[START OF Task data]

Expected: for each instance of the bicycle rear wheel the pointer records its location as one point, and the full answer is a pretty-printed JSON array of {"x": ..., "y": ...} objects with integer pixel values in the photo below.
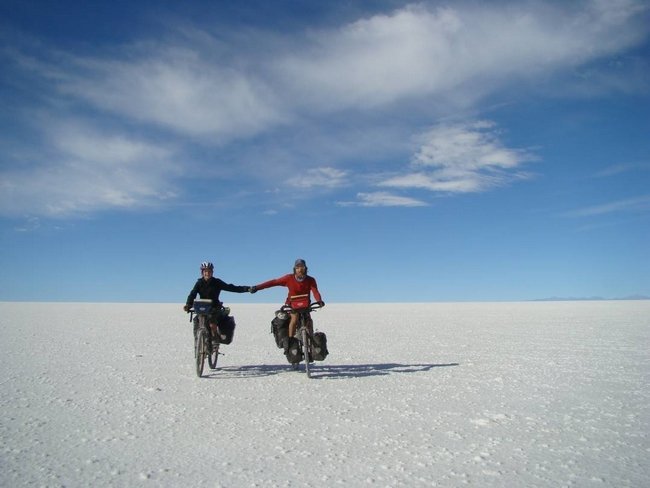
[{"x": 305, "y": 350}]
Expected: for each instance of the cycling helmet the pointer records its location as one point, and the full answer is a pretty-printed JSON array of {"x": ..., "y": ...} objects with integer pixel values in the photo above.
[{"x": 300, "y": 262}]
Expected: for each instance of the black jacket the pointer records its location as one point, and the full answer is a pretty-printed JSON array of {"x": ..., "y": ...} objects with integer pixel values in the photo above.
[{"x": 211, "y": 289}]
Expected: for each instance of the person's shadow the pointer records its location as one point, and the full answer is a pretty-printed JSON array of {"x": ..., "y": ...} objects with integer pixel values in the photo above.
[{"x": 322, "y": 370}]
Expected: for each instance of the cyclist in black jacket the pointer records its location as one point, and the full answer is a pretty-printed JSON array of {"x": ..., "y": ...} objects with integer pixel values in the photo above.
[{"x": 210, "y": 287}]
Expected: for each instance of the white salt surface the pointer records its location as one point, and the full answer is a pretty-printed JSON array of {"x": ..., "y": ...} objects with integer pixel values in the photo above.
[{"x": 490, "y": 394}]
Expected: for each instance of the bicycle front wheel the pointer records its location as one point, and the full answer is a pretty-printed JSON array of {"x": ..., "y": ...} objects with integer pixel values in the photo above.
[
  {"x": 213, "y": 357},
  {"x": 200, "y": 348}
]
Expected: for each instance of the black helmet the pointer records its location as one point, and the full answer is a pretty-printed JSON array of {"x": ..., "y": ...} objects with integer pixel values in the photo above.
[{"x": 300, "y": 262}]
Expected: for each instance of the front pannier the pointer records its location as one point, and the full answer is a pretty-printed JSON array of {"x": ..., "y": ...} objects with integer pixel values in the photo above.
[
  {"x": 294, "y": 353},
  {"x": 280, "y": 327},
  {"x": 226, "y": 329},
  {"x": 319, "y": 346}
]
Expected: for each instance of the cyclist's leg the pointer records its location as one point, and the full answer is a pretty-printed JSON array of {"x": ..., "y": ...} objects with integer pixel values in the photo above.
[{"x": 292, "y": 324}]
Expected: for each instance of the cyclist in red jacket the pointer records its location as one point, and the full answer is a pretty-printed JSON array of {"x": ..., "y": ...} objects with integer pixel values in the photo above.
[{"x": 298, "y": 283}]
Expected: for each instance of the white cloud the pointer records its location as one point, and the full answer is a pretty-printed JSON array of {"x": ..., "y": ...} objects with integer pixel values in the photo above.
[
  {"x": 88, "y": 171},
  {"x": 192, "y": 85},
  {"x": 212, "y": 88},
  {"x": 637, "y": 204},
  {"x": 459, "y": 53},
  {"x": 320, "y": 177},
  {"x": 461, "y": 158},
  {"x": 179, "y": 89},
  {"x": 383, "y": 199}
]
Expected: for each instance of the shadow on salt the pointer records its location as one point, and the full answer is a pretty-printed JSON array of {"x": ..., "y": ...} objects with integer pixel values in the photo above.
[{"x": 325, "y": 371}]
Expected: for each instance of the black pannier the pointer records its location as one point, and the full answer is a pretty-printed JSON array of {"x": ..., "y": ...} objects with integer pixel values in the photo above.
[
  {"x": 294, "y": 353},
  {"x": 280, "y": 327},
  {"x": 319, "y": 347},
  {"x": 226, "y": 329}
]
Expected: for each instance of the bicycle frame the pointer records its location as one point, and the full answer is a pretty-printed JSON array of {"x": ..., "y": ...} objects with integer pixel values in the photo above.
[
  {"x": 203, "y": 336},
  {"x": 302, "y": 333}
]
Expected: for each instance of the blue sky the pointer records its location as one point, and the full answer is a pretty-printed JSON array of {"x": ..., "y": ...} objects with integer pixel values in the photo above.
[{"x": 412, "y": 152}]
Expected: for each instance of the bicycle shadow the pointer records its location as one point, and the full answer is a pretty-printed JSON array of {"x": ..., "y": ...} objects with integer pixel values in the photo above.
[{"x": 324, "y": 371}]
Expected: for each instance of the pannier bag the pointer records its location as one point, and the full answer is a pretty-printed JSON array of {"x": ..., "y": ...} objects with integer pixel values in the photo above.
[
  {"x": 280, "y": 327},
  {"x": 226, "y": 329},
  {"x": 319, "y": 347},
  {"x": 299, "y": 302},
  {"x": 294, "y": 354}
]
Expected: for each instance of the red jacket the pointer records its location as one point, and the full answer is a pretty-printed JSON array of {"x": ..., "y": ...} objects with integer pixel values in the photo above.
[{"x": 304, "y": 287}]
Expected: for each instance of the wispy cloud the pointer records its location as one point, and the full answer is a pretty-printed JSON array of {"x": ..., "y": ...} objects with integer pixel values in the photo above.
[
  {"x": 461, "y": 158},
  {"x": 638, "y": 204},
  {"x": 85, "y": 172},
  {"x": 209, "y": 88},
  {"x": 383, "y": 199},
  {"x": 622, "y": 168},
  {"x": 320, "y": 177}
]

[END OF Task data]

» **What you should do**:
Reproduce the material from the line containing "Expected: for each instance of the bicycle shadow" through the end of the material, inclusive, keeping every line, requests included, but shift each x and y coordinate in the answers up by 92.

» **Complete response**:
Expected: for each instance of the bicycle shadow the pointer records its location as one point, and the full answer is a pretty-printed JSON array of {"x": ..., "y": ...} objects with integer pixel values in the photo above.
[{"x": 416, "y": 463}]
Expected: for each instance of the pannier bag the pointer records its location as one point, and the full answer is a pretty-printed JSON array of {"x": ..., "y": ...} objects with integer pixel values in the photo above.
[
  {"x": 372, "y": 419},
  {"x": 318, "y": 421},
  {"x": 411, "y": 439},
  {"x": 391, "y": 394},
  {"x": 386, "y": 446}
]
Expected: for each instance of the red jacket the pointer records its location as one point, and the full answer is a pretty-printed JSON array of {"x": ..., "y": ...} objects with integer pixel values in the photo above.
[{"x": 396, "y": 379}]
Expected: for each instance of the wispy cloud the pointer records its location as one point, and the full answer is a pretty-printed JSON array of {"x": ..., "y": ...} objects with integer pixel values in the photo above.
[
  {"x": 553, "y": 250},
  {"x": 730, "y": 296},
  {"x": 177, "y": 264},
  {"x": 301, "y": 180},
  {"x": 475, "y": 291},
  {"x": 714, "y": 260},
  {"x": 412, "y": 269}
]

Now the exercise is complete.